:: What needs to be done ::
Could you output, word for word, only the lines from the line with "Task: identify the kitchen island" to the end of the entries, including both ends? Omit the pictures.

Photo-based referring expression data:
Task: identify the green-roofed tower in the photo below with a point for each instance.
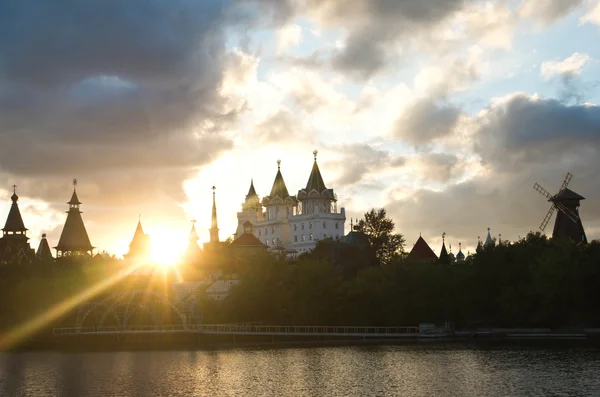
(316, 216)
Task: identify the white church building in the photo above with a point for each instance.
(293, 223)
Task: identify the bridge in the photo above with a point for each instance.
(246, 329)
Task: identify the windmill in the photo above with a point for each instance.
(566, 203)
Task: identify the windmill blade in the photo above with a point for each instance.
(561, 207)
(565, 182)
(542, 191)
(547, 218)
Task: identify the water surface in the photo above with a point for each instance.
(322, 371)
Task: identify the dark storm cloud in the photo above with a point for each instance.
(547, 11)
(524, 130)
(521, 140)
(104, 87)
(425, 121)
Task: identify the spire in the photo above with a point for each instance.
(315, 181)
(251, 191)
(74, 202)
(488, 240)
(74, 238)
(193, 236)
(460, 256)
(214, 226)
(444, 257)
(43, 253)
(279, 188)
(14, 221)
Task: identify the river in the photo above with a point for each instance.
(432, 370)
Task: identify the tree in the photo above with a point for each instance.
(380, 231)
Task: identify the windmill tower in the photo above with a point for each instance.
(568, 223)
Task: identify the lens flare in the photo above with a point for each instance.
(27, 329)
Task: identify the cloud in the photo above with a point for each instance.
(569, 67)
(362, 163)
(426, 120)
(592, 16)
(548, 11)
(107, 86)
(289, 36)
(437, 167)
(373, 29)
(521, 130)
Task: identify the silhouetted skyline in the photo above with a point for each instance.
(443, 112)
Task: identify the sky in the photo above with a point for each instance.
(443, 112)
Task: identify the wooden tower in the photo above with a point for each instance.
(566, 202)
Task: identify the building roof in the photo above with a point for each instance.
(567, 194)
(43, 253)
(14, 221)
(247, 240)
(315, 180)
(279, 188)
(422, 251)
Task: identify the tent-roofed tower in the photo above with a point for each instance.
(317, 215)
(252, 210)
(14, 244)
(139, 248)
(421, 251)
(44, 254)
(74, 240)
(274, 229)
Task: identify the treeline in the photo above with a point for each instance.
(534, 282)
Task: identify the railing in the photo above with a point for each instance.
(246, 329)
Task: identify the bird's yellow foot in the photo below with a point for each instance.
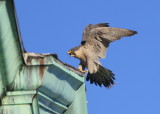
(83, 71)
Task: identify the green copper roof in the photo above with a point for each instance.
(34, 83)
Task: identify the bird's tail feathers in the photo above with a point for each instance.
(102, 76)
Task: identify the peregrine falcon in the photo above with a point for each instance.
(95, 42)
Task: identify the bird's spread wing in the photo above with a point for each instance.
(88, 28)
(100, 37)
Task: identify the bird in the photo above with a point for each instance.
(94, 45)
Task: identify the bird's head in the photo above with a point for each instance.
(71, 53)
(74, 51)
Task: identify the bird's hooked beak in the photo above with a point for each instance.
(71, 53)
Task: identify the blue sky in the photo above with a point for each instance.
(56, 26)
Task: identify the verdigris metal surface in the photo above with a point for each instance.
(10, 52)
(34, 83)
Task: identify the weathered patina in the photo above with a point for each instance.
(34, 83)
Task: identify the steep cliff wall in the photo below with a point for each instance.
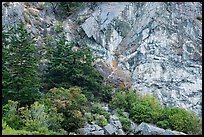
(156, 45)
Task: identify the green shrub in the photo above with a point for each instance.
(163, 124)
(96, 109)
(124, 100)
(147, 110)
(71, 65)
(125, 123)
(59, 27)
(20, 79)
(70, 102)
(38, 118)
(35, 120)
(179, 119)
(101, 121)
(89, 118)
(10, 115)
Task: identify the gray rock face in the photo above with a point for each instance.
(159, 43)
(147, 129)
(155, 48)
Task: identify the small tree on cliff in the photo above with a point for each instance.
(19, 72)
(71, 65)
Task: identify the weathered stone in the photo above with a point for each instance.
(162, 51)
(159, 44)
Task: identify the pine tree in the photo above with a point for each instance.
(72, 65)
(20, 64)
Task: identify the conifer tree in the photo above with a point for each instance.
(20, 63)
(72, 65)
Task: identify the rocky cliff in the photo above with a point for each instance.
(155, 48)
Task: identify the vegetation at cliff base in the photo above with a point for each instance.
(58, 100)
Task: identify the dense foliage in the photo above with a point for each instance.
(19, 66)
(70, 102)
(180, 120)
(71, 65)
(36, 119)
(147, 109)
(69, 84)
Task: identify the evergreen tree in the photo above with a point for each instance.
(20, 79)
(72, 65)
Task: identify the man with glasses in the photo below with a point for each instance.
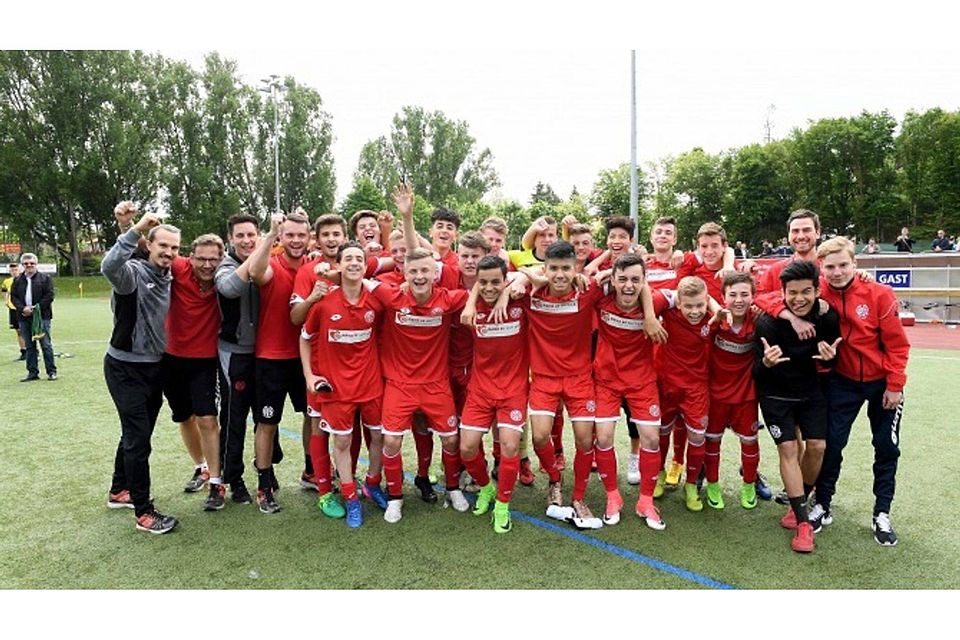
(32, 294)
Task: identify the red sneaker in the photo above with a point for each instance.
(789, 520)
(803, 540)
(526, 473)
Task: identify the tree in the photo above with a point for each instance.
(435, 154)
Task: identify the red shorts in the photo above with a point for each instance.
(480, 412)
(338, 416)
(644, 403)
(459, 379)
(576, 392)
(742, 417)
(433, 399)
(692, 403)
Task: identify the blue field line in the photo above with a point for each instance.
(633, 556)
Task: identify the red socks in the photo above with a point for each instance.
(712, 460)
(507, 477)
(320, 455)
(393, 470)
(750, 458)
(582, 462)
(548, 460)
(477, 468)
(607, 467)
(650, 465)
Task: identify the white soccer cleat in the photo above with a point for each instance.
(456, 500)
(394, 511)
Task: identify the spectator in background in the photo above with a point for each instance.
(941, 242)
(904, 242)
(7, 288)
(30, 290)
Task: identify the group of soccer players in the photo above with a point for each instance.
(392, 333)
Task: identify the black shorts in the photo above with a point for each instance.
(782, 418)
(191, 386)
(277, 379)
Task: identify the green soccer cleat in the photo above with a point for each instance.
(748, 495)
(330, 506)
(501, 517)
(658, 490)
(692, 497)
(486, 496)
(714, 495)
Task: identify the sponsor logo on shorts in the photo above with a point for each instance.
(343, 336)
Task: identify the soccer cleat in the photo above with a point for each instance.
(633, 469)
(748, 495)
(354, 514)
(789, 520)
(526, 476)
(611, 514)
(394, 511)
(486, 496)
(650, 514)
(501, 517)
(803, 539)
(583, 518)
(214, 501)
(658, 488)
(692, 497)
(239, 493)
(456, 499)
(120, 500)
(330, 506)
(427, 493)
(819, 517)
(375, 493)
(715, 495)
(554, 494)
(266, 501)
(883, 531)
(200, 477)
(156, 522)
(673, 475)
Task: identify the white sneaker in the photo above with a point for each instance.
(456, 500)
(394, 511)
(633, 469)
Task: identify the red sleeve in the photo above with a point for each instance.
(896, 346)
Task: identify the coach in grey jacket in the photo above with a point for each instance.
(131, 367)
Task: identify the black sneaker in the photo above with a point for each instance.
(156, 522)
(266, 502)
(883, 531)
(427, 494)
(239, 493)
(214, 501)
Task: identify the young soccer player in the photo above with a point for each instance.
(789, 390)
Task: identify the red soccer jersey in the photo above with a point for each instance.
(560, 331)
(731, 364)
(501, 361)
(683, 362)
(193, 321)
(343, 345)
(624, 353)
(277, 337)
(416, 338)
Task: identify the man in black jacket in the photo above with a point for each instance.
(30, 290)
(789, 391)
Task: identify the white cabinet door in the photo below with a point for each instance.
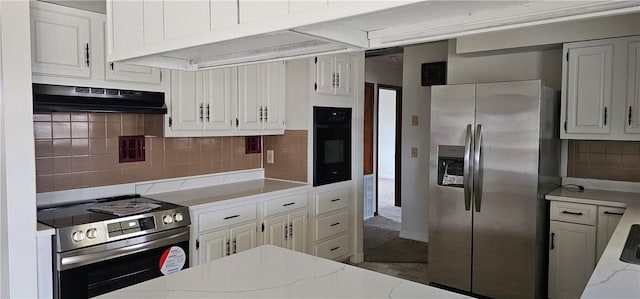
(274, 232)
(274, 95)
(186, 100)
(343, 76)
(223, 14)
(633, 88)
(213, 246)
(325, 75)
(185, 18)
(250, 112)
(60, 43)
(608, 218)
(243, 237)
(218, 98)
(127, 24)
(298, 231)
(571, 258)
(588, 88)
(251, 10)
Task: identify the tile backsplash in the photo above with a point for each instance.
(78, 150)
(606, 160)
(290, 155)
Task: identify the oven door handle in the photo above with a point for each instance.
(91, 258)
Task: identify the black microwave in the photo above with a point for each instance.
(331, 145)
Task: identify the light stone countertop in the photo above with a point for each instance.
(205, 195)
(272, 272)
(611, 278)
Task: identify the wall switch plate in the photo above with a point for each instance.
(270, 156)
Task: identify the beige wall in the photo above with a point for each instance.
(80, 150)
(415, 171)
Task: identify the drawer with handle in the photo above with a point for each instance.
(285, 204)
(224, 217)
(333, 248)
(332, 225)
(332, 200)
(574, 212)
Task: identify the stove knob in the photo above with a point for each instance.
(178, 217)
(92, 233)
(78, 236)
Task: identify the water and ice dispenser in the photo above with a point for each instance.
(450, 165)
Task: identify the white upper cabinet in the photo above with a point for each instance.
(633, 87)
(60, 42)
(589, 80)
(600, 90)
(333, 75)
(251, 10)
(261, 94)
(184, 18)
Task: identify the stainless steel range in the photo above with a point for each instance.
(105, 244)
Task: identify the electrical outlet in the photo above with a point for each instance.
(270, 156)
(414, 120)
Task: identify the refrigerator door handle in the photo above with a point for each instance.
(477, 180)
(466, 181)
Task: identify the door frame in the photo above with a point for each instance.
(398, 142)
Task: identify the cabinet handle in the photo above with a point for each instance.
(613, 213)
(572, 213)
(235, 246)
(86, 53)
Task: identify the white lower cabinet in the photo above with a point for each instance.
(578, 235)
(217, 244)
(288, 231)
(571, 258)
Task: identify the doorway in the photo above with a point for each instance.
(388, 160)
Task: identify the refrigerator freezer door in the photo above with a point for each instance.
(452, 111)
(504, 233)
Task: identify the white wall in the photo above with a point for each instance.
(386, 134)
(17, 167)
(415, 171)
(505, 65)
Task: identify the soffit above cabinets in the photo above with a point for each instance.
(343, 26)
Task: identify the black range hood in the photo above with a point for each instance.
(58, 98)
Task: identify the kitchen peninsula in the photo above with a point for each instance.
(273, 272)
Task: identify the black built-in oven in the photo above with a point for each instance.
(331, 145)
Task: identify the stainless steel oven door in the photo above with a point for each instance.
(96, 270)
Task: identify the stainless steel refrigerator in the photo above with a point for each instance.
(494, 153)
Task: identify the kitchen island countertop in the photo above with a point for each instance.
(272, 272)
(611, 278)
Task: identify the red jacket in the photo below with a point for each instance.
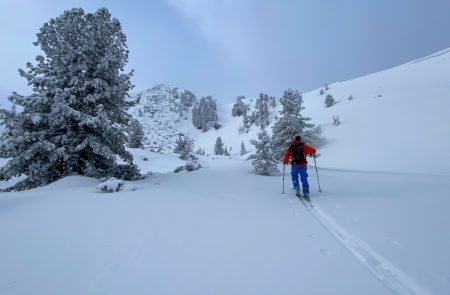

:: Result of this exercise ::
Task: identify the kitchen island countertop in the photo above with a point for each instance.
(272, 272)
(611, 278)
Task: identify the red jacket in the photo below with a point for each instance.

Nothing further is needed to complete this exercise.